### DOCUMENT SEGMENT ###
# C-57D photos to come



## GVJOHN (Sep 17, 2016)

New to site so need enough posts to add photos.


----------



## Fernando Mureb (Nov 12, 2006)

I will provide them.


----------



## Fernando Mureb (Nov 12, 2006)

Second post.


----------



## Fernando Mureb (Nov 12, 2006)

Third post.


----------



## Fernando Mureb (Nov 12, 2006)

Forth post.


----------



## goose814 (Feb 26, 2002)

I in.


----------



## GVJOHN (Sep 17, 2016)

Thanks!

Okay, let's see if this works. Nope, tried to drag and drop and the photo went away. I must be doing something wrong.


----------



## GVJOHN (Sep 17, 2016)

Not a valid image type.


----------



## GVJOHN (Sep 17, 2016)

Changed it to a jpeg and still no worky.:frown2:


----------



## Zombie_61 (Apr 21, 2004)

I don't know if this is still in effect (Hobby Talk has changed hands a few times over the years), but there used to be a rule that new members had to have made a certain number of posts (10 or 20, I think) before they could post photos. Also, there seems to be a current problem uploading photos to the Hobby Talk photo albums, so you'll have to upload your photos to a photo hosting site like Photobucket before posting them here. Once you've done that, even if you can't insert the photos directly into your posts you can insert a link to the photos in your posts.


----------



## Fernando Mureb (Nov 12, 2006)

I opened a free account on photpbucket and I'm used to upload all my pictures to my library there. Than, it is just a matter of copy the picture link there and post here. Very easy.

As for the videos, this process doesn't work with photobucket and I don't know why. So, I opened a free account on You Tube. The rest is all the same: upload my videos to my channel, copy the links there and post them here. The videos are embedded so that they can be played here without open a new window on you tube.

Hope this helps.


----------



## GVJOHN (Sep 17, 2016)

I'm going to try to open a photo from imageshack and see if it works. Not giving up yet.


----------



## GVJOHN (Sep 17, 2016)

Works! Hope you like it after all of that.



Everything that's white is scratch built. The design came from the plans that are available online that I'm sure most of the folks here are aware of. This is the upper deck and I'm now working on the main deck. It is 50% complete and I will post my progress up soon. Thanks for the help getting photos up!


----------



## GVJOHN (Sep 17, 2016)

*Some shots of the Main Deck*


----------



## Fernando Mureb (Nov 12, 2006)

GASP!!! FANTASTIC!!

Did you say everything in white is built from scratch? You mean those tables, chairs, bookshelve, toilets, etc?


----------



## GVJOHN (Sep 17, 2016)

Fernando Mureb said:


> GASP!!! FANTASTIC!!
> 
> Did you say everything in white is built from scratch? You mean those tables, chairs, bookshelve, toilets, etc?


Thanks, yes. The yellowish parts are from the Polar Lights kit (first issue). The white is all scratch built.


----------



## GVJOHN (Sep 17, 2016)

*Scratch build Tractor*


----------



## GVJOHN (Sep 17, 2016)

*More Main Deck*


----------



## goose814 (Feb 26, 2002)

:surprise:Holy crap! I used to follow this model when it was on the CultTVMan forums. I'm really glad to see it continue again. This is such an awesome build. Looking forward to seeing more.


----------



## GVJOHN (Sep 17, 2016)
### STORED RECORDS ###
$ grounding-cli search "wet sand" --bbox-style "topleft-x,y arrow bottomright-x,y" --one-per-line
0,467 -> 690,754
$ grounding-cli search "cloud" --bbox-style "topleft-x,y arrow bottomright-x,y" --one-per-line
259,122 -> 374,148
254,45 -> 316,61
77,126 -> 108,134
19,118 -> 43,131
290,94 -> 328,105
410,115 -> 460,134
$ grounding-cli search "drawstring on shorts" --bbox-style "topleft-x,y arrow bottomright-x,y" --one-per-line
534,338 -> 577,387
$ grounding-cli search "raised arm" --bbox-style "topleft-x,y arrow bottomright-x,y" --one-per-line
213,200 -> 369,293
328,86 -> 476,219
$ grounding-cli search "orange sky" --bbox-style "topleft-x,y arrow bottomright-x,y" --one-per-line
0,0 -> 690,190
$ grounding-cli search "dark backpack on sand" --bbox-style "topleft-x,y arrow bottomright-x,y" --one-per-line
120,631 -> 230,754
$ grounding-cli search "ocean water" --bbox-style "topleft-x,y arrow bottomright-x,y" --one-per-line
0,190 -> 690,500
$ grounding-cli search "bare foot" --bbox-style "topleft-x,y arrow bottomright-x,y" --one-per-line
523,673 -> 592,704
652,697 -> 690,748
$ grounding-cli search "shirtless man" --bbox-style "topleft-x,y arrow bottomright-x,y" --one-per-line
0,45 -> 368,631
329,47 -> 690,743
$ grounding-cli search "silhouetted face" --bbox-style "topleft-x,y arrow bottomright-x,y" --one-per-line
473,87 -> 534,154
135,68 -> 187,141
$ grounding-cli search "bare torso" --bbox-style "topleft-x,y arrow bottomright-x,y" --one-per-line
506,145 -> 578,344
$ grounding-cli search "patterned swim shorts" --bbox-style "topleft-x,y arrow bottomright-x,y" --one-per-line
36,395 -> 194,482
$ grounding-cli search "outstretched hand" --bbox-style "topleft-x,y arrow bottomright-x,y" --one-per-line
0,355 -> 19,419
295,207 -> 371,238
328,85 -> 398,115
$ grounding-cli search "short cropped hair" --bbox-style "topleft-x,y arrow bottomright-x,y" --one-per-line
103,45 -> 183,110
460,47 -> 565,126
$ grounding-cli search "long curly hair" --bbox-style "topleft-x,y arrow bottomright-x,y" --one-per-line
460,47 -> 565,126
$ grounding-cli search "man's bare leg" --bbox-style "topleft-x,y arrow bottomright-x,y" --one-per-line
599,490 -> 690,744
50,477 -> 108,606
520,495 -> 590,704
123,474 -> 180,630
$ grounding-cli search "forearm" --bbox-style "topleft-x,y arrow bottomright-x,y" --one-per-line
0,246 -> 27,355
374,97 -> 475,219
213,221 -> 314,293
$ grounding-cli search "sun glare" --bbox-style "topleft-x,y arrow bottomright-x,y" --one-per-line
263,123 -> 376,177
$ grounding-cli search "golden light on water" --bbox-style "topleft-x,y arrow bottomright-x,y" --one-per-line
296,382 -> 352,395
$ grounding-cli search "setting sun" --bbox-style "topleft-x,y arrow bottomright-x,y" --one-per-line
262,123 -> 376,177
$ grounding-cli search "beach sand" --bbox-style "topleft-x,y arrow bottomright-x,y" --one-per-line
###
> _OBJECTIVE_:
Translate this sentence from the forum thread on the C-57D model into Spanish: "The yellowish parts are from the Polar Lights kit (first issue)." The data is not needed for this.

> _RESPONSE TO THIS EXERCISE_:
Las piezas amarillentas son del kit de Polar Lights (primera edición).